* Texte fourni *

#####

Un Sunny Side 2022 de retour en présentiel à l’espace Encan de La Rochelle. © DR

 

Ensoleillé et plaisant, comme toujours, l’édition 2022 du Sunny Side a recensé assurément encore plus de sourires qu’à l’accoutumée. Il faut dire qu’après deux années en virtuel il était bon de retrouver dans un univers réel le petit monde du documentaires (auteurs, réalisateurs, producteurs, diffuseurs…). Les coutumiers du rendez-vous, CNC, syndicats, chaînes de télévisions, sociétés de productions, distributeurs ou encore archives patrimoniales ont été rejoints cette année par quelques nouveaux occupants sur les stands des exposants.

Aux côtés de l’INA, de Pathé Gaumont, du CNRS et de bien d’autres représentants de la corporation des exploitants d’archives présents chaque année, M6 Video Bank exposait ses services pour la première fois. Si l’on ne présente plus le groupe M6 qui était, jusqu’il y a peu, sous le feu de l’actualité grâce à la tentative de fusion avec le groupe TF1, son service de commercialisation des archives est lui beaucoup plus méconnu, pourtant il ne manque pas de matière.

 

Archives anciennes et récentes

Le service dédié M6 Video Bank n’emploie que quatre personnes à temps plein. « Le groupe, via chacun de ses canaux de diffusion, dispose de nombreuses archives depuis sa création. Mais ce qui nous intéresse également de mettre en avant par l’intermédiaire de notre présence à La Rochelle, c’est aussi la possibilité d’exploiter des extraits de programmes récents », explique Mathilde Durand, en charge de la commercialisation des images de M6 Video Bank. Il semble effectivement que, même dans l’univers du documentaire plus aisément associé à l’archive ancienne, l’évolution des demandes des réalisateurs a tendance à faire baisser l’âge moyen des extraits utilisés.

Le fond audio des radios du groupe RTL (maison mère des chaînes du groupe M6) poursuit sa numérisation. Les plus lointaines remontent à 1933. En ce qui concerne les nombreuses heures de programmes vidéo, beaucoup d’entre elles, encore conservées sur des formats cassettes, sont également en cours de digitalisation. « Les émissions à forte notoriété sont clairement identifiées comme des marques. Ce sont probablement elles qui se vendent le mieux. On peut citer notamment Fréquence Star ou encore Hit Machine qui font partie des références », précise Mathilde Durant.

 

Pour la première fois, M6 Video Bank disposait d’un stand à proximité des autres sociétés d’exploitation d’archives. © DR

Créée en 2016, la filiale patrimoine de M6 est implantée au siège historique du groupe à Neuilly-sur-Seine. Chaque jour ce sont plus de 20 000 vidéos de tous formats qui sont archivées. L’ensemble est accessible sur la plate-forme www.m6videobank.com. Les professionnels peuvent y créer un compte pour effectuer leurs recherches. L’équipe interne est également disponible pour répondre aux demandes des programmes non encore numérisés et donc pas encore accessibles sur le site. Comme à l’accoutumée dans le secteur, les tarifs dépendent de la durée de l’extrait (par tranche de 30 secondes ici) et du type d’exploitation envisagé.

#####

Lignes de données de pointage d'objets

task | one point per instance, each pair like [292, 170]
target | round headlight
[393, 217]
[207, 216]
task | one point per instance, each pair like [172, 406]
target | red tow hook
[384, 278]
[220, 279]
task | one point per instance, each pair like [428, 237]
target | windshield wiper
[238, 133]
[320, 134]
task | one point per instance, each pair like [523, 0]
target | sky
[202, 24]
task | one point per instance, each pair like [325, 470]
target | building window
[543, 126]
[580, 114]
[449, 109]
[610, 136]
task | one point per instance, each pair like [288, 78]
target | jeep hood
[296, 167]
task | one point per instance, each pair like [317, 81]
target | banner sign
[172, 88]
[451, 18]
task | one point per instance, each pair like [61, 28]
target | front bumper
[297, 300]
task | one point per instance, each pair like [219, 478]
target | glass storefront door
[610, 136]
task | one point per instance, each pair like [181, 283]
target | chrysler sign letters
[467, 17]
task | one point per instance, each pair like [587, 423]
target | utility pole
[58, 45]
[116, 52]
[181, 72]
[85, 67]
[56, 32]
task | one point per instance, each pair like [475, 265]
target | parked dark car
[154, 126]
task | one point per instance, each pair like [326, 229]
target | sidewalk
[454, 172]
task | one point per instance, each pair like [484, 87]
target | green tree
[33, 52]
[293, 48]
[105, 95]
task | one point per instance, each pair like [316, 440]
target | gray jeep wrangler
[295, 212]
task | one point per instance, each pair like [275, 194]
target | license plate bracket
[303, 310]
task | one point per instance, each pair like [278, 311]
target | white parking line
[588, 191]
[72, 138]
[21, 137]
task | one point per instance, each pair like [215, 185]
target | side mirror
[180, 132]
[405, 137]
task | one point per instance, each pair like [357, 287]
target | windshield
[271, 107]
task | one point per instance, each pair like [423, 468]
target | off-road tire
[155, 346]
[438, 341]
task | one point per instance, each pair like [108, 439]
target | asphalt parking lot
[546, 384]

#####

* Actions à réaliser *
1. Reproduisez le texte fourni en commençant par « Pour la première fois, M6 » et en poursuivant jusqu'à « type d’exploitation envisagé. ».
2. Répondez à ces questions d'après le texte fourni :
(a) Combien de personnes à temps plein le service M6 Video Bank emploie-t-il ?
(b) De quelle année datent les plus anciennes archives audio des radios du groupe RTL ?
(c) En quelle année la filiale patrimoine de M6 a-t-elle été créée ?
3. Énumérez, s'il vous plaît, tous les habitués du rendez-vous que le texte fourni nomme comme coutumiers du Sunny Side.

* Solutions par consigne *
1.
Pour la première fois, M6 Video Bank disposait d’un stand à proximité des autres sociétés d’exploitation d’archives. © DR

Créée en 2016, la filiale patrimoine de M6 est implantée au siège historique du groupe à Neuilly-sur-Seine. Chaque jour ce sont plus de 20 000 vidéos de tous formats qui sont archivées. L’ensemble est accessible sur la plate-forme www.m6videobank.com. Les professionnels peuvent y créer un compte pour effectuer leurs recherches. L’équipe interne est également disponible pour répondre aux demandes des programmes non encore numérisés et donc pas encore accessibles sur le site. Comme à l’accoutumée dans le secteur, les tarifs dépendent de la durée de l’extrait (par tranche de 30 secondes ici) et du type d’exploitation envisagé.

2.
(a) Quatre personnes.
(b) De 1933.
(c) En 2016.

3.
- CNC
- syndicats
- chaînes de télévisions
- sociétés de productions
- distributeurs
- archives patrimoniales